_What is expected_
If a line of the listing contains the string "clicks", return that line.

⁂

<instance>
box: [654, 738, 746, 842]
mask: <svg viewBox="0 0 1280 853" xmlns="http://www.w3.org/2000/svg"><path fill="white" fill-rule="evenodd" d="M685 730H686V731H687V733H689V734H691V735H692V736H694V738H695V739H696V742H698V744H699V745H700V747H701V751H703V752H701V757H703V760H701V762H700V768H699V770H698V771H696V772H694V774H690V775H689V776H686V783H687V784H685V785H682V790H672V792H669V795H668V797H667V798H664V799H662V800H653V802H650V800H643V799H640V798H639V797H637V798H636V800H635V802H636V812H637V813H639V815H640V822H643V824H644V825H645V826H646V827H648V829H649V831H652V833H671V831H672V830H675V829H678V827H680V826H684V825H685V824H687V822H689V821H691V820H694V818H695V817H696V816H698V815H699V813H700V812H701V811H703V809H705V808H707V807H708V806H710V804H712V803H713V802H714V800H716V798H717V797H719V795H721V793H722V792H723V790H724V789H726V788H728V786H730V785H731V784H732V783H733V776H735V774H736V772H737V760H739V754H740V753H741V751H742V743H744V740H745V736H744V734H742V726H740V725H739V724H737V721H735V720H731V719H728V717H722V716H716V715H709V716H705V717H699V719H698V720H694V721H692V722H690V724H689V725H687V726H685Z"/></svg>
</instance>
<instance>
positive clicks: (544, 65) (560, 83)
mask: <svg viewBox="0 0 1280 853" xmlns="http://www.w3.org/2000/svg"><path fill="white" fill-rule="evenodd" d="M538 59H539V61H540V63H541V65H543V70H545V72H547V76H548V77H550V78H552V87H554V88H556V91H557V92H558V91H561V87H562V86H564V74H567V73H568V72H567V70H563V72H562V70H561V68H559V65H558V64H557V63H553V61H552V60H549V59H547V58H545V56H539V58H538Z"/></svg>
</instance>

⁂

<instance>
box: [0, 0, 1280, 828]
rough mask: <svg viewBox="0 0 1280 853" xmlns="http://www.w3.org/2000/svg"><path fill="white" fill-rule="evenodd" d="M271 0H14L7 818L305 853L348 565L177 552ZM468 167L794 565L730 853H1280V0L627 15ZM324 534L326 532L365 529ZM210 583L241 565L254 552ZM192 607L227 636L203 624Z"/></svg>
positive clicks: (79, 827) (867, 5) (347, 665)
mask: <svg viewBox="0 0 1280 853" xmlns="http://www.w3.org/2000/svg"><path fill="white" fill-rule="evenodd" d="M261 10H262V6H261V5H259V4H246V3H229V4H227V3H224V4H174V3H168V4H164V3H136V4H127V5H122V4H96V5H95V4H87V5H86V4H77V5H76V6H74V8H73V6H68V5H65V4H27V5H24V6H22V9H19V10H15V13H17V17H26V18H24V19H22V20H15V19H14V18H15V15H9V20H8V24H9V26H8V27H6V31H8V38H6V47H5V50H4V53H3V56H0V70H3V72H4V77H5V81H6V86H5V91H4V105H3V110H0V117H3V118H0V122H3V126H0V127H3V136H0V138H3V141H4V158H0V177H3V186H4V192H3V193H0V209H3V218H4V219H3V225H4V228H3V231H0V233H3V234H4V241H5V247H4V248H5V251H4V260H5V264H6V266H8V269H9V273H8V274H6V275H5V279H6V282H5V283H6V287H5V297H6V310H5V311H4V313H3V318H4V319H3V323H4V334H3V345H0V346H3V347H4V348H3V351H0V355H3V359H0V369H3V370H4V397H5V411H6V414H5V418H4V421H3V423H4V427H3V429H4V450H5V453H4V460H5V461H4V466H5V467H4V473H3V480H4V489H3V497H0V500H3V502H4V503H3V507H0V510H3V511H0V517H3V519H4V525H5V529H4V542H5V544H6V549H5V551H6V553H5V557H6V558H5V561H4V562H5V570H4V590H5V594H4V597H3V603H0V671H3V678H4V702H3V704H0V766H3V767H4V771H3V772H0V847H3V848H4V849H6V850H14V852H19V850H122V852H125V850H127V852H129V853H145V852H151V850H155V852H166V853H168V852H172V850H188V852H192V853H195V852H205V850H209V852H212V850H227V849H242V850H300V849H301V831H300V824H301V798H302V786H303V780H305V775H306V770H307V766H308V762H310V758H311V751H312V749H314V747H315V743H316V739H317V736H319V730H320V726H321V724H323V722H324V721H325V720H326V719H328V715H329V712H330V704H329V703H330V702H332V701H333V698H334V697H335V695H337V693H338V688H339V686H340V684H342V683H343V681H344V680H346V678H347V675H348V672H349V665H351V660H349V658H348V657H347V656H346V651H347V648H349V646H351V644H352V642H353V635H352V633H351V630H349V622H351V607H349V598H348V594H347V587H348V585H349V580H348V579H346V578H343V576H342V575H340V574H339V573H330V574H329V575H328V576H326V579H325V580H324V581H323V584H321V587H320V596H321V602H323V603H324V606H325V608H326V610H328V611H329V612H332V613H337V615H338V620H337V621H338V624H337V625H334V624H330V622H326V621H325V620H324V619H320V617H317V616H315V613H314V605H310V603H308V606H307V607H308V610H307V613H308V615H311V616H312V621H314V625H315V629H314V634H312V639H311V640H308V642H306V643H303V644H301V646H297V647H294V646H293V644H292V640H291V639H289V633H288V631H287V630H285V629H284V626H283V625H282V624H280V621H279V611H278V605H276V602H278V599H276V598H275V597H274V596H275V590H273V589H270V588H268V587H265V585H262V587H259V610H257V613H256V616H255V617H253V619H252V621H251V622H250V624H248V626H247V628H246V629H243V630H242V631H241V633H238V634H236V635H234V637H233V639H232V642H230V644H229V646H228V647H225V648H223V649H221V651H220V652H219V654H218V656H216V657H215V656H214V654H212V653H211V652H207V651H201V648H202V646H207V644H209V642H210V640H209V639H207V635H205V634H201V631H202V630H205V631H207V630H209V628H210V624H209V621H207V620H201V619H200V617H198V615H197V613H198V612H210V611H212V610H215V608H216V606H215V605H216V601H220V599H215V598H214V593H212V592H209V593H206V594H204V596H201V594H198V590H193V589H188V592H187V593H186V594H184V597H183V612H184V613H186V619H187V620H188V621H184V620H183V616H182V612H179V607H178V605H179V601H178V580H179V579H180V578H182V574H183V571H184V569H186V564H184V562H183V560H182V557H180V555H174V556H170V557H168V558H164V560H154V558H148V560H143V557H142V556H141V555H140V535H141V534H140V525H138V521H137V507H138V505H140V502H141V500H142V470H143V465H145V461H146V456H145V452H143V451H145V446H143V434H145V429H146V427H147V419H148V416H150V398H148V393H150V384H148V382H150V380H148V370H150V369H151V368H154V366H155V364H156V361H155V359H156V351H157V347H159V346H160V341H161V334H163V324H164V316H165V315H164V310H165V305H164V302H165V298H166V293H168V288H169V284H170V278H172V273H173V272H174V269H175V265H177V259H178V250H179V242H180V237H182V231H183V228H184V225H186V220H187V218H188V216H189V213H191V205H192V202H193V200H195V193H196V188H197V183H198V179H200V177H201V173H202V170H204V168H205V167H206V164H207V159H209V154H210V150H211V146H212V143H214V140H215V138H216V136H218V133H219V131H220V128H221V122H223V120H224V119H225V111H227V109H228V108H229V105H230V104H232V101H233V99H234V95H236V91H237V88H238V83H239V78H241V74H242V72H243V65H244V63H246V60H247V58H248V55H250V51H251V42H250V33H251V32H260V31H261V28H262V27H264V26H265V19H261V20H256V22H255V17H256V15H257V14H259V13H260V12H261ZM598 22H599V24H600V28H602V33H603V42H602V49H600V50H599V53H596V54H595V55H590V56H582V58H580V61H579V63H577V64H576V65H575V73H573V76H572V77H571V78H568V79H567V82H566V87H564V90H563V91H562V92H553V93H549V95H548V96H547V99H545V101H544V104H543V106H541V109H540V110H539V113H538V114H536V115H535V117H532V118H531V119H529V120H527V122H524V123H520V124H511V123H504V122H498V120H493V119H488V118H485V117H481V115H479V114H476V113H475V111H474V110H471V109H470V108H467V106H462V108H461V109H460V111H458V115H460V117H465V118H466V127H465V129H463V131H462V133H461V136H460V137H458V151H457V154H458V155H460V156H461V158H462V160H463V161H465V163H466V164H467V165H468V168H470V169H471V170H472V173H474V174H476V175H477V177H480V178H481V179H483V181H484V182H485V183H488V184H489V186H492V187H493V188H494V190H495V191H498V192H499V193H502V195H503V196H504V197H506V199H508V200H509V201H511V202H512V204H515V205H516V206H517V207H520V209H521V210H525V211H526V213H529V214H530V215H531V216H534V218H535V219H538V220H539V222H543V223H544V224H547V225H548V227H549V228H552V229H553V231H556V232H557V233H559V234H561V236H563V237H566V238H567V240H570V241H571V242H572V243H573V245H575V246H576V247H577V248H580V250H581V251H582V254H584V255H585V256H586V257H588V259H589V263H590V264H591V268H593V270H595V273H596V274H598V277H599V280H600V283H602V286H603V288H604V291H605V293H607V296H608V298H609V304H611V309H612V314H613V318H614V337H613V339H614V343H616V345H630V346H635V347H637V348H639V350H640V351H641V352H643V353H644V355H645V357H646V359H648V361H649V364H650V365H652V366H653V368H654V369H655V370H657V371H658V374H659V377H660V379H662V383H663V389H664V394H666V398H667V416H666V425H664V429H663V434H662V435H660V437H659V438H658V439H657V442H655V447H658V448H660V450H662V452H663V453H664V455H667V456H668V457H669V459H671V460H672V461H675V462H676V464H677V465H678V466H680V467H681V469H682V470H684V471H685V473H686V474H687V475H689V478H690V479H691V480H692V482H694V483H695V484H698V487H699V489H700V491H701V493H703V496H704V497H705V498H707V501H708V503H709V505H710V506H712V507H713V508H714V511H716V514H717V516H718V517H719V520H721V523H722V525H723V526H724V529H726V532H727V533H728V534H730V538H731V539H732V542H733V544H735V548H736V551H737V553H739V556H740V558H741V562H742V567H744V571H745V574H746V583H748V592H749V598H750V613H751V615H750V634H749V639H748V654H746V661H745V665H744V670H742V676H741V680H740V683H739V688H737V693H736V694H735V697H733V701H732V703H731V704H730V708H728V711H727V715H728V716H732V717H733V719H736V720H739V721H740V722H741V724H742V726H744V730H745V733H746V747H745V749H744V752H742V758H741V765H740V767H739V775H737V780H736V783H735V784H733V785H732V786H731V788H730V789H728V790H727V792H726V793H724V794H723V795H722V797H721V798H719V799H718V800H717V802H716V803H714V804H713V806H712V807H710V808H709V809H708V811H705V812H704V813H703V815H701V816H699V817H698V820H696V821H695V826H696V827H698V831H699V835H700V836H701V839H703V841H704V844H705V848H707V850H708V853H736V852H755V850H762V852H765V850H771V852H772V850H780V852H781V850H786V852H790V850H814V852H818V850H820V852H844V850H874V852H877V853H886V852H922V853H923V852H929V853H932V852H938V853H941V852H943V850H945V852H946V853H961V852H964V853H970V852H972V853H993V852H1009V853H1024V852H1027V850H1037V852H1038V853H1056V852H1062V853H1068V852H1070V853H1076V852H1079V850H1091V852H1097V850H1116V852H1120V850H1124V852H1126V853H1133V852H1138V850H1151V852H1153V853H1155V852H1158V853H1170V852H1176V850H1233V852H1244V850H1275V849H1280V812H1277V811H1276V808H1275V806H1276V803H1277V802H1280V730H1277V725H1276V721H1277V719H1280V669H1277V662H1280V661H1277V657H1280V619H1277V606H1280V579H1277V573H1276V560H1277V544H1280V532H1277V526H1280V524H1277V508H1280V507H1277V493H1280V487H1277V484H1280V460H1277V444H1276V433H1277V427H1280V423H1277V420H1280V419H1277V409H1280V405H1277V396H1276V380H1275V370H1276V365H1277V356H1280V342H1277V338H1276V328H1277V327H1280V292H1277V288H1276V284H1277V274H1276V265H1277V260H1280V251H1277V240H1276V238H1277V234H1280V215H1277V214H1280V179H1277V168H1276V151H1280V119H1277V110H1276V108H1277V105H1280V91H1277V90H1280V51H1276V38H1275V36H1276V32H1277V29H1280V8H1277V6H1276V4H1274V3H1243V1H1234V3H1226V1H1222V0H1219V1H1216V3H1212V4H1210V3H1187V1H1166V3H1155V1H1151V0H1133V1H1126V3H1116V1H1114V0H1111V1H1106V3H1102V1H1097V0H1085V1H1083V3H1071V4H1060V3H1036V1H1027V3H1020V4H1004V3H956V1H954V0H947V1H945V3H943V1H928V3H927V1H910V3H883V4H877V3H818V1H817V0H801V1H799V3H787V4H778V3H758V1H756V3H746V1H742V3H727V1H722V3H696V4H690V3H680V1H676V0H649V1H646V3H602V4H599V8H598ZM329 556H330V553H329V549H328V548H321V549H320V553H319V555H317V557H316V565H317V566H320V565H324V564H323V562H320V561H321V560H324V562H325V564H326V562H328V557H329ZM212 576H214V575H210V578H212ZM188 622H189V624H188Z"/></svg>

⁂

_Completed task_
positive clicks: (544, 65) (560, 83)
positive clicks: (79, 827) (867, 5) (347, 665)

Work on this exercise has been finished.